§ Text section:
-=-=-
2013-07-17

The Case for a Minnehaha Cycletrack

[Hennepin County's diagram of the proposal.]
"What wrong with Minnehaha Avenue?" my friend almost shouted.

"It's perfectly fine! I use it all the time."

We were on a bike ride around the city, and as usual on a group rides around the city, we were talking about other bike rides. I was trying to make the case for the proposed Minnehaha Avenue cycletrack, a new type of "Dutch-style" infrastructure which creates a separated, protected lane for bicycles between the sidewalks and cars.

My friend's reaction is not uncommon among bicyclists in Minneapolis. If you hang out with enough people who ride everywhere around the city, you'll find a lots who are reluctant to embrace cycletracks. They think they're unsafe or too slow, an necessary distraction. Pro-cycletrack people on the other hand, and I count myself among them, usually respond by saying "yeah but they're safer," or "we need them to encourage more people to ride bicycles."

Later that day, I got the following message from a Twitter follower:
@BillLindeke Time for another article on Minnehaha Avenue? My son was terrified last time we rode it...so much potential!!!
My friend, a mother with two kids, has a completely different opinion about the current state of Minnehaha Avenue. For her, the status quo is not working well at all. Bicycling down Minnehaha today, even though it has a decent bike lane and relatively calm traffic, doesn't work well for her and her family.
-=-=-
§ Supplied records:
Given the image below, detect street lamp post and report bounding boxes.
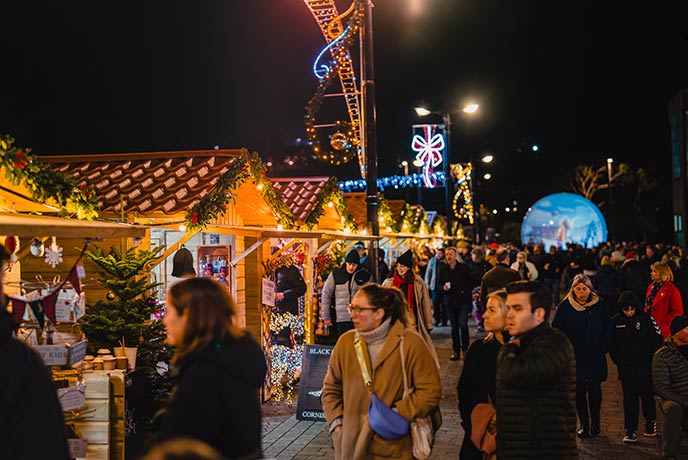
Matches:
[415,103,480,236]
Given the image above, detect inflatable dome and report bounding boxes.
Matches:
[521,193,607,249]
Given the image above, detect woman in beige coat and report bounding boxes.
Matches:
[382,250,440,368]
[322,284,442,460]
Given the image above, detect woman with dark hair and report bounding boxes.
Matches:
[645,262,683,339]
[151,278,267,459]
[322,283,442,460]
[552,273,612,438]
[456,289,509,460]
[382,250,440,368]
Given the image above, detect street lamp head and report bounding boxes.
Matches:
[463,103,480,113]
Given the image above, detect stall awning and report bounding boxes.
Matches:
[0,214,146,238]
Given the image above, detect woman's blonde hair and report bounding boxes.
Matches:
[167,278,242,361]
[485,289,509,342]
[650,262,674,282]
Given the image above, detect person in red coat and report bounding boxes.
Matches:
[645,262,683,339]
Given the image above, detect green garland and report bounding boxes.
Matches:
[185,149,294,231]
[0,134,99,220]
[304,177,357,232]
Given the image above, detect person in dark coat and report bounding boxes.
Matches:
[497,280,578,460]
[609,291,663,443]
[0,245,69,460]
[149,278,267,459]
[438,247,473,361]
[552,273,612,438]
[456,290,509,460]
[592,256,619,314]
[619,251,650,299]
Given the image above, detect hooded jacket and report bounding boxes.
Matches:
[609,309,662,381]
[552,292,612,383]
[0,310,69,460]
[151,334,267,459]
[320,263,372,323]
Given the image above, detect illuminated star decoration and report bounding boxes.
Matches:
[411,125,444,188]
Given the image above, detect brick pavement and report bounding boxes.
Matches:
[263,327,688,460]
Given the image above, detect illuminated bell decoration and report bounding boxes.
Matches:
[330,133,351,150]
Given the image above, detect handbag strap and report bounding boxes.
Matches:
[399,334,409,398]
[354,331,373,392]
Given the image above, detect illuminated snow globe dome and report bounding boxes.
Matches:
[521,193,607,248]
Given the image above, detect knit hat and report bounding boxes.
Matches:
[616,291,643,310]
[397,249,413,268]
[669,316,688,335]
[172,247,196,278]
[571,273,595,291]
[344,249,361,265]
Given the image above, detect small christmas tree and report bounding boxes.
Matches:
[81,246,171,424]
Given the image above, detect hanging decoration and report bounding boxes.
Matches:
[304,0,366,174]
[185,150,294,231]
[450,163,474,224]
[411,125,446,188]
[0,134,98,220]
[45,236,63,268]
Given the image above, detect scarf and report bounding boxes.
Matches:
[392,272,416,314]
[645,281,664,314]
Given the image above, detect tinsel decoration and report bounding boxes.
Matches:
[185,149,294,231]
[304,1,365,175]
[0,134,99,220]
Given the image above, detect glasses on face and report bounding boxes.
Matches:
[346,304,378,315]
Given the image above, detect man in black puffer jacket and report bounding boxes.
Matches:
[497,280,578,460]
[652,316,688,459]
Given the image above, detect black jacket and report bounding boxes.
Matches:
[435,261,473,308]
[150,334,267,459]
[497,322,578,460]
[275,265,306,315]
[609,310,662,381]
[480,264,521,311]
[0,308,69,460]
[456,339,502,460]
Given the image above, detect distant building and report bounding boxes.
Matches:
[669,89,688,248]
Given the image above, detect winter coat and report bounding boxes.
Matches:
[552,293,612,383]
[609,310,663,381]
[592,265,619,308]
[497,322,578,460]
[619,259,661,304]
[0,310,69,460]
[322,321,442,460]
[456,339,502,460]
[641,281,683,338]
[275,265,306,315]
[150,334,267,459]
[437,261,473,308]
[480,264,521,311]
[511,260,539,281]
[320,264,372,323]
[382,275,440,369]
[652,337,688,409]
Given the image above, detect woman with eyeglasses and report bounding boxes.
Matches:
[382,249,440,368]
[322,283,442,460]
[645,262,683,339]
[609,291,663,443]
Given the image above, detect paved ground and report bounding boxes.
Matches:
[263,327,688,460]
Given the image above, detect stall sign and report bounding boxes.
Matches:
[296,345,334,422]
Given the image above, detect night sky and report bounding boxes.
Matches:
[0,0,688,234]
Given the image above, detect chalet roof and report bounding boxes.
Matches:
[41,150,241,216]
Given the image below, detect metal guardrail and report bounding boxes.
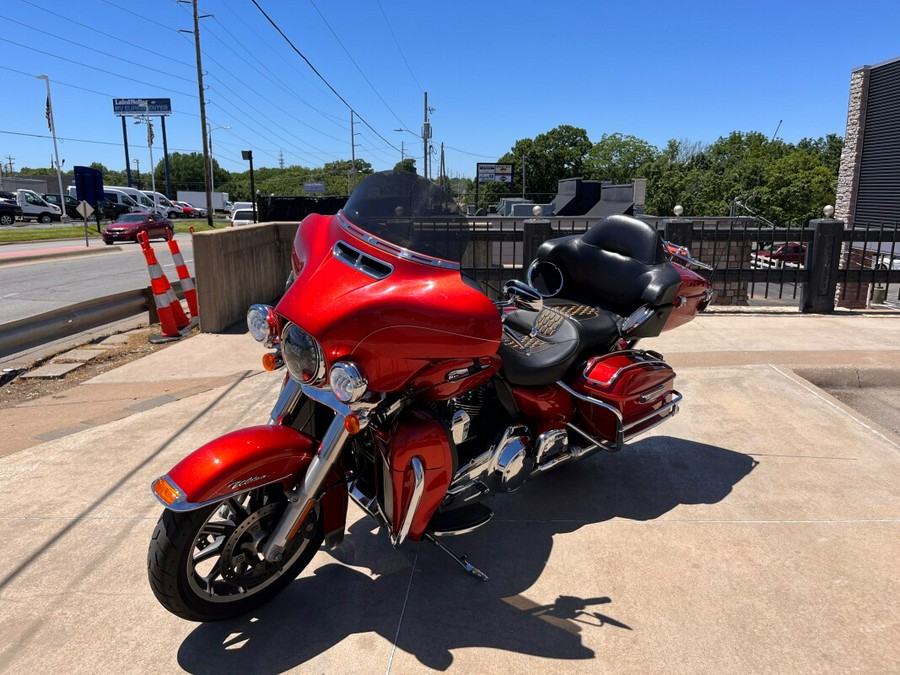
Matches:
[0,282,184,358]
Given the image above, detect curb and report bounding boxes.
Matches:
[0,245,122,267]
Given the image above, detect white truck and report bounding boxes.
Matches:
[141,190,184,220]
[16,188,62,223]
[178,190,228,211]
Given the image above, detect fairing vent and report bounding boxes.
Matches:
[333,241,394,280]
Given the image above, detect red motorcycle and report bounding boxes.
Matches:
[148,171,712,621]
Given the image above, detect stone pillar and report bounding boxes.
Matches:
[834,66,871,227]
[834,66,872,309]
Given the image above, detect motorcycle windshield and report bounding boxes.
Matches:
[341,171,469,264]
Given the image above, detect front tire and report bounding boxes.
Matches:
[147,486,323,621]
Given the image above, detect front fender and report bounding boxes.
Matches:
[153,424,347,533]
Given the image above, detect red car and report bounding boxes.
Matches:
[103,213,175,244]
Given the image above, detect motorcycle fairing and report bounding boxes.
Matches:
[276,215,502,392]
[153,424,347,534]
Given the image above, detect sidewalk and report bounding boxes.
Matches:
[0,313,900,673]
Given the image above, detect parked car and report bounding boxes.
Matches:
[0,200,22,227]
[102,213,175,244]
[100,199,131,220]
[231,209,254,227]
[41,193,82,220]
[756,243,806,267]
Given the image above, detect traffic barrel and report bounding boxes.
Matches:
[137,232,190,338]
[166,230,200,319]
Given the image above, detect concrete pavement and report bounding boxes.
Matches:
[0,312,900,673]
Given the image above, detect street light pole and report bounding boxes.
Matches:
[206,122,231,194]
[241,150,256,223]
[37,75,67,221]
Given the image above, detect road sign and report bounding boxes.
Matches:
[75,201,94,220]
[113,98,172,117]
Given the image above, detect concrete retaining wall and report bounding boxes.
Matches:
[193,222,299,333]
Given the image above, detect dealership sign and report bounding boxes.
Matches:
[113,98,172,117]
[477,162,512,183]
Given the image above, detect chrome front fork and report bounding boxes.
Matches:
[262,378,366,563]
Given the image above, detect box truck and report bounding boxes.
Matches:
[178,190,228,211]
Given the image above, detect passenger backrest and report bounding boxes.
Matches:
[537,215,681,316]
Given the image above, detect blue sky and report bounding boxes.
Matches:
[0,0,900,176]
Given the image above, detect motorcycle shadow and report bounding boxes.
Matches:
[178,436,756,673]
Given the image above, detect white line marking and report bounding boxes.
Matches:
[769,363,900,450]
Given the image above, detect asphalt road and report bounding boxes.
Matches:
[0,235,194,324]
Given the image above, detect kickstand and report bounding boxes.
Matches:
[425,533,488,581]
-=-=-
§ What this exercise asks:
1: In the Minnehaha cycletrack piece, rewrite the stretch from "We were on a" through "sidewalks and cars.", swapping "Dutch-style" for "Danish-style".
2: Answer these about the Minnehaha cycletrack piece:
(a) Where would the proposed cycletrack place its protected bicycle lane?
(b) According to the Twitter message, who was terrified on the last ride down Minnehaha Avenue?
(c) What two positive features of Minnehaha Avenue today are acknowledged in the final paragraph?

§ Responses by task:
1:
We were on a bike ride around the city, and as usual on a group rides around the city, we were talking about other bike rides. I was trying to make the case for the proposed Minnehaha Avenue cycletrack, a new type of "Danish-style" infrastructure which creates a separated, protected lane for bicycles between the sidewalks and cars.

2:
(a) Between the sidewalks and the cars.
(b) The Twitter follower's son.
(c) A decent bike lane and relatively calm traffic.